===== Entries provided =====

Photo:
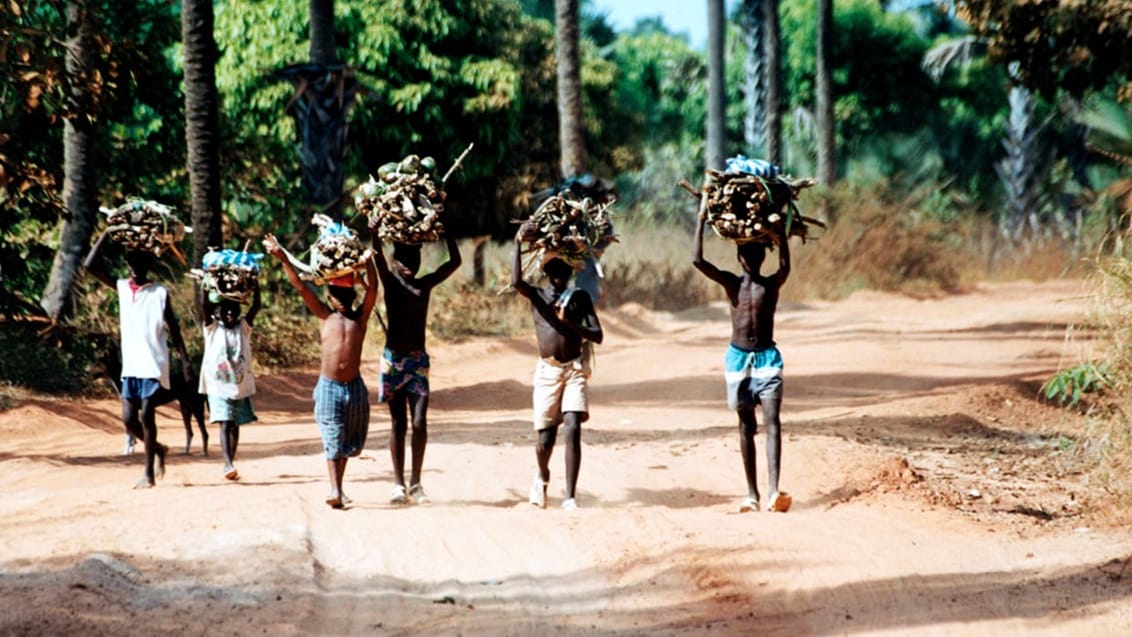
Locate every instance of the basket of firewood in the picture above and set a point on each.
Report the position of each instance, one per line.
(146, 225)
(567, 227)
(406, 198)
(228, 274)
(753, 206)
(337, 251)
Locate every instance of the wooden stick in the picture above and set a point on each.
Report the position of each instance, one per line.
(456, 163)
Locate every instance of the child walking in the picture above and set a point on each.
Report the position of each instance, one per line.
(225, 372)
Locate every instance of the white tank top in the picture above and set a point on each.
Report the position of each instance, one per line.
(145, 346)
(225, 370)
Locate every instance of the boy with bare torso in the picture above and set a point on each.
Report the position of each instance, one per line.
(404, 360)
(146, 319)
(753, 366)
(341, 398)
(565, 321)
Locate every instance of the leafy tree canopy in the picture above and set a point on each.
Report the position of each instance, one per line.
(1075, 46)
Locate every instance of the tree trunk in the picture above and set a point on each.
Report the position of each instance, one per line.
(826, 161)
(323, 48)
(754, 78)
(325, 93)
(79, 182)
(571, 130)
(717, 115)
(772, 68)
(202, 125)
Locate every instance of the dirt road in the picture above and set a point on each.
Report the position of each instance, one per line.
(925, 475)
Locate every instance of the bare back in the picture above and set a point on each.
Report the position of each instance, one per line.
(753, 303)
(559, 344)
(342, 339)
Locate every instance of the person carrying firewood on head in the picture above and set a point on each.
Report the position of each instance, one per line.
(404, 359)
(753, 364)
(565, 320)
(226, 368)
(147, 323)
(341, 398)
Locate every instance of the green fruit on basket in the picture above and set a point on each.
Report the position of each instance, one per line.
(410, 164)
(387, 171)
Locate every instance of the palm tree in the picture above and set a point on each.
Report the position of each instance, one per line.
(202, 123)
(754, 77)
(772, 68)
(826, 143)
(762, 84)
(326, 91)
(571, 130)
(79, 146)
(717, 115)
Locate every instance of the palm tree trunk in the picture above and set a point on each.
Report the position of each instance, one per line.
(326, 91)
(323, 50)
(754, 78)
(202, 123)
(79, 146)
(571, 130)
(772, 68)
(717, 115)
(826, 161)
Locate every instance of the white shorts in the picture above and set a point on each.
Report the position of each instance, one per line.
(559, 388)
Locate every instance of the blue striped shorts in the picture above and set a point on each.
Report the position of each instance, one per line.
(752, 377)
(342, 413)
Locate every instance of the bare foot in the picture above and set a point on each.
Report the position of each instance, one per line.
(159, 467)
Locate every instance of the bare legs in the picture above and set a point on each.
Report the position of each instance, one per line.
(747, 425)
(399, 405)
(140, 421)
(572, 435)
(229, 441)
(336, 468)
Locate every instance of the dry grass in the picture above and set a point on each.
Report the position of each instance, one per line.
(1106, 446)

=====

Short problem
Copy the entire listing above word for word, leaving out the picture.

Answer to the task
Photo:
Locate every instance of the basket of firewood in the picture above and set a point on each.
Report the position of each instance, one per line.
(146, 225)
(567, 227)
(406, 198)
(228, 274)
(753, 206)
(337, 251)
Locate every instance of the wooden stick in the picture above and set a point on each.
Report the position of each instance, one per line.
(456, 163)
Locate every instance of the child walking in the picture above and set a point on each.
Report the position of each instance, one per line.
(225, 372)
Locate every instance of the white tank top in the picture above and set a point on each.
Report the position of each instance, one per line.
(145, 346)
(225, 370)
Locate every instance of the boy with bare torso in the picture above and set a point on each.
Report the position of each instance, one per line.
(404, 360)
(146, 319)
(753, 366)
(341, 398)
(565, 321)
Locate every instance of the leafy tree canopy in the picture above and set a point on each.
Report the position of each instance, one per line.
(1075, 46)
Locate every instance of the tree trunk in the picture above and set a point on each.
Report the position of each instance, one per line.
(826, 161)
(323, 48)
(754, 78)
(325, 93)
(79, 182)
(571, 130)
(717, 115)
(772, 68)
(202, 125)
Locate every instance of the dirt road in the picture above and set a point on each.
Report the position of each instance, one per line.
(925, 475)
Locate every instance of the bare back in the picture above and set a point on each.
Report the position of each instance, one per line.
(753, 303)
(559, 344)
(342, 339)
Locate every instance of the person carrying firewood on head in the picture above and set a point on each.
Report the position of each instance, one per line.
(404, 359)
(753, 364)
(565, 320)
(226, 368)
(147, 323)
(341, 398)
Locate every instance of the green fruit on basket in the picture above and set a point on each.
Report the position of each instance, one per line.
(410, 164)
(387, 171)
Locate every instance of the palm tree in the picture above and set a point on each.
Report the position of each instance, one per line.
(202, 123)
(754, 77)
(772, 68)
(826, 143)
(762, 84)
(326, 91)
(571, 130)
(79, 146)
(717, 115)
Locate every instance of the palm tree trunk in the picture above and set a point on each.
Report the position of each instance, one per line.
(326, 91)
(323, 50)
(754, 78)
(202, 123)
(79, 146)
(571, 130)
(772, 68)
(717, 115)
(826, 161)
Locate every instance of the white shorts in the picture above and set a point on each.
Report the position of each instance, one per line.
(559, 388)
Locate every instance of the blue striped shorts in the picture above and set a point on each.
Report the position of each instance, one per line.
(752, 377)
(342, 413)
Locate every instance of the bare foot in the picture above and set a point on each.
Report the position of each instance, one per line.
(159, 467)
Locate every instance of the bare legs in the picture above and set a point on each.
Report the position of each instance, one per line.
(747, 425)
(399, 405)
(140, 421)
(572, 435)
(229, 441)
(336, 468)
Locate every instance of the dry grass in the picture above and set a point on each.
Report the position of each instance, one per line.
(1106, 446)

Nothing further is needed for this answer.